• YOUR ASSIGNMENT
Reproduce exactly the line containing "point: blue sky" and every line after it, through the last line of the records below; add nothing.

********

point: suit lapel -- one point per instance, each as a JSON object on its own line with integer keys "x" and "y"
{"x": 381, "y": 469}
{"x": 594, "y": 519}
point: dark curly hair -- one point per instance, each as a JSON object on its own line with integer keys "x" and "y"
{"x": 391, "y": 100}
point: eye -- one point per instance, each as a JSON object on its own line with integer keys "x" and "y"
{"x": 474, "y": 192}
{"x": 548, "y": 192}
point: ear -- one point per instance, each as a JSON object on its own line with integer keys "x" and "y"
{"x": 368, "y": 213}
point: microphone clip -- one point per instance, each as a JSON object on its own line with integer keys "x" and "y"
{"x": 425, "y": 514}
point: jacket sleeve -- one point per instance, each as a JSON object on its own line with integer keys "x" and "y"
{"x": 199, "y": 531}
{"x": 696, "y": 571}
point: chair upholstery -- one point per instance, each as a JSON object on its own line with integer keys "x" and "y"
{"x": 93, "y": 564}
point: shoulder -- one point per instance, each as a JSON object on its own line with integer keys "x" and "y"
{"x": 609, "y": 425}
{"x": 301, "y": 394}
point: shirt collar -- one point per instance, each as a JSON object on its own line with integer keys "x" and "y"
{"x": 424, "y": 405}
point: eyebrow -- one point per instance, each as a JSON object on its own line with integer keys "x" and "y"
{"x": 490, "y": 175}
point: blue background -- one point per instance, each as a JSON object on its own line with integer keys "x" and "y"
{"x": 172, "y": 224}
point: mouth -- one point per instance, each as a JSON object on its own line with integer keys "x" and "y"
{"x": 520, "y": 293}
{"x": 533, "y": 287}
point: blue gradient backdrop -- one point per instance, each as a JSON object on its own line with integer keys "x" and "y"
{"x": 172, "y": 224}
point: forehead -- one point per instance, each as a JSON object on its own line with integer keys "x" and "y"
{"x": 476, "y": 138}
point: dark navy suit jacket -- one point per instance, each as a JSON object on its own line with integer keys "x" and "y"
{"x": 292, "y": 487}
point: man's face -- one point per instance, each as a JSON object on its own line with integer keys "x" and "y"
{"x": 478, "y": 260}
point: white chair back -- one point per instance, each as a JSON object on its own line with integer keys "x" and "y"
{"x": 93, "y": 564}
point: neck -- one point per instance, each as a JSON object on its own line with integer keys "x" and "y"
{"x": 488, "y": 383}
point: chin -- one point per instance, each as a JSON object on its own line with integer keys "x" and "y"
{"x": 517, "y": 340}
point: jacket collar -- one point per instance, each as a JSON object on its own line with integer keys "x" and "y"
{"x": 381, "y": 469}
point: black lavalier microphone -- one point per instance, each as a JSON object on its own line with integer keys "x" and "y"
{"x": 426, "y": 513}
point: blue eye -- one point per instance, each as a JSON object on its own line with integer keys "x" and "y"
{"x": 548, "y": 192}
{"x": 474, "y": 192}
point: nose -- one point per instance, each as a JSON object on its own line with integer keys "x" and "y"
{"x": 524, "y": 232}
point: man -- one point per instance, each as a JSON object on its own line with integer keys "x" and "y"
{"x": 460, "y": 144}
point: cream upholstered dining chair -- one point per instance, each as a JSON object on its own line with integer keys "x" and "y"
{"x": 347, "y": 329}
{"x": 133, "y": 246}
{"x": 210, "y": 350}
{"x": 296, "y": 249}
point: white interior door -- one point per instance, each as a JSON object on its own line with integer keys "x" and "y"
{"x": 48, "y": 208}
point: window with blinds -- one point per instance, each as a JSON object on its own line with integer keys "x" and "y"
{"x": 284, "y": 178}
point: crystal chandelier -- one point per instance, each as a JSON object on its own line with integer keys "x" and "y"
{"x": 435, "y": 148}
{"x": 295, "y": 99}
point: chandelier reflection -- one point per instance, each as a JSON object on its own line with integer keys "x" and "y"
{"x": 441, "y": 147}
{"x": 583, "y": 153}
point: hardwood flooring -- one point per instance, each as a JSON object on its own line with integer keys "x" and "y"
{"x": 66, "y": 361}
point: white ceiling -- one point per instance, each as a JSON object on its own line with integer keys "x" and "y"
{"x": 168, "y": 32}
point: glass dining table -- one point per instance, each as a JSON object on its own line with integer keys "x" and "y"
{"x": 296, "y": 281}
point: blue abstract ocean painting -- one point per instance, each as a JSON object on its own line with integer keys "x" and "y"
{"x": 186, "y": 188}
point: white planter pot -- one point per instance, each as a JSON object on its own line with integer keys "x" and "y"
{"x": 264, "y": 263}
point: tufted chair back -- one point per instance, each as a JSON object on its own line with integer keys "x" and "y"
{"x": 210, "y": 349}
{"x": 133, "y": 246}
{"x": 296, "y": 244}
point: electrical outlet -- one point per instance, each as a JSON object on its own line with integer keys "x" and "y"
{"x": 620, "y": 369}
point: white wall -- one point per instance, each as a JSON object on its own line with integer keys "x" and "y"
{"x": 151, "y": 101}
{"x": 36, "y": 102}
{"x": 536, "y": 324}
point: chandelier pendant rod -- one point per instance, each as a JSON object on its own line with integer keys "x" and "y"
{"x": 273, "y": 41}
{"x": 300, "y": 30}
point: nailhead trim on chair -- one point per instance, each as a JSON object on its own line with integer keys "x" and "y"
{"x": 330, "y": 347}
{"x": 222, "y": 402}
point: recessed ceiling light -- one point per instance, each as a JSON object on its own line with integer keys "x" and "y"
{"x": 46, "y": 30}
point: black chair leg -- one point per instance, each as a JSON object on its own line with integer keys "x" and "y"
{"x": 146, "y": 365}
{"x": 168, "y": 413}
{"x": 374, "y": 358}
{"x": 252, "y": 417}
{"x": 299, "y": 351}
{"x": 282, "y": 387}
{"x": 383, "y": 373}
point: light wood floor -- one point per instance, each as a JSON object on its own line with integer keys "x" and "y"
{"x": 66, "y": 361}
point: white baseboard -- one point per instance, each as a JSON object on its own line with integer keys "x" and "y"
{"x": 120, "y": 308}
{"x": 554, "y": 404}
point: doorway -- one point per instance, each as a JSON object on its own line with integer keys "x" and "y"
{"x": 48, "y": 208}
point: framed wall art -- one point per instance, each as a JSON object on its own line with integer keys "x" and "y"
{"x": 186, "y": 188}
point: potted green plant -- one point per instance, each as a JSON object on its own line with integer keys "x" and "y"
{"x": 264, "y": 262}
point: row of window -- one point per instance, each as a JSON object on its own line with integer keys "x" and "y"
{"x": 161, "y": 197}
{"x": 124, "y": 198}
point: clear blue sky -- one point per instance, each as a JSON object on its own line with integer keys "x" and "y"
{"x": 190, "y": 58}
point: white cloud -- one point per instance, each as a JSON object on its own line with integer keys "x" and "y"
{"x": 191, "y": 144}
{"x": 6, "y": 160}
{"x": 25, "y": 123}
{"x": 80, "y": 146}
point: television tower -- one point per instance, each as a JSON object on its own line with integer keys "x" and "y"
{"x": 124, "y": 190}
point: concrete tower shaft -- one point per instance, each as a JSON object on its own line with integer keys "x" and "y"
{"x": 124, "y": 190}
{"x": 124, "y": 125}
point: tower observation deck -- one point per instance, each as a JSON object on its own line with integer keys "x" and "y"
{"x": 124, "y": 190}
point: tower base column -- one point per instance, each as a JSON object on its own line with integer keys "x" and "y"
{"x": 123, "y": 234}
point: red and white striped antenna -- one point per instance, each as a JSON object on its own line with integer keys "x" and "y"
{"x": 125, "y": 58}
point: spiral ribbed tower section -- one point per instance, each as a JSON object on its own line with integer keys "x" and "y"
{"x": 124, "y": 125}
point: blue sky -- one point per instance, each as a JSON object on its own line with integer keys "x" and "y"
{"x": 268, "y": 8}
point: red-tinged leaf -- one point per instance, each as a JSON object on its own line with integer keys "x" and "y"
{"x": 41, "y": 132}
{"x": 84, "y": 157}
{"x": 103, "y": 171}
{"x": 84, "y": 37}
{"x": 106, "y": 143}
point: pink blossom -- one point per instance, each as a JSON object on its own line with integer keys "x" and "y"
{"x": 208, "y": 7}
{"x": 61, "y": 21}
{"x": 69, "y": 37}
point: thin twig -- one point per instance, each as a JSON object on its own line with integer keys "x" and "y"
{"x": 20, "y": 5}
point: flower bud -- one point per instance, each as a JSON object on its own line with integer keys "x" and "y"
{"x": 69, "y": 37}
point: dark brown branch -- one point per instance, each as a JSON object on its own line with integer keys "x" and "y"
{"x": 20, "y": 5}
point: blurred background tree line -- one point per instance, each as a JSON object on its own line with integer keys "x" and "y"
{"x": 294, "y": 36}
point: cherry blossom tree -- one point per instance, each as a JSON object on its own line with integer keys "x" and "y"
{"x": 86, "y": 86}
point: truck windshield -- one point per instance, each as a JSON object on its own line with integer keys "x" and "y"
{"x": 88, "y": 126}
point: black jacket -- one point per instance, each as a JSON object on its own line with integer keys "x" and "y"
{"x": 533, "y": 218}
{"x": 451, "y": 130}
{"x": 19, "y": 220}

********

• REPLY
point: blue sky -- one point per instance, each as a JSON object on its own line with integer keys "x" and "y"
{"x": 268, "y": 8}
point: red-tinged leaf -- one point per instance, each as a JSON object on its own line with integer keys "x" and "y"
{"x": 41, "y": 132}
{"x": 84, "y": 157}
{"x": 103, "y": 171}
{"x": 84, "y": 37}
{"x": 106, "y": 143}
point: pink blossom -- one point per instance, each as a JSON object on its own line with integer keys "x" and "y"
{"x": 208, "y": 7}
{"x": 61, "y": 21}
{"x": 69, "y": 37}
point: thin twig -- one point per instance, each as a JSON object on its own line with integer keys "x" and "y"
{"x": 20, "y": 5}
point: flower bud -- one point per instance, each as a JSON object on its own line with integer keys "x" and "y"
{"x": 69, "y": 37}
point: dark brown branch -- one point per instance, each as a JSON object on its own line with integer keys "x" and "y"
{"x": 20, "y": 5}
point: blurred background tree line -- one point per instance, each as a JSON object on its own line with integer keys "x" and "y"
{"x": 294, "y": 36}
point: cherry blossom tree -- one point per instance, each as a JSON object on its own line with integer keys "x" and "y"
{"x": 86, "y": 86}
point: truck windshield -- one point per instance, each as a JSON object on its own line with integer keys "x" and "y"
{"x": 88, "y": 126}
point: black jacket -- one point per instance, each as a JSON object on its own line with integer keys "x" and "y"
{"x": 533, "y": 218}
{"x": 451, "y": 130}
{"x": 19, "y": 220}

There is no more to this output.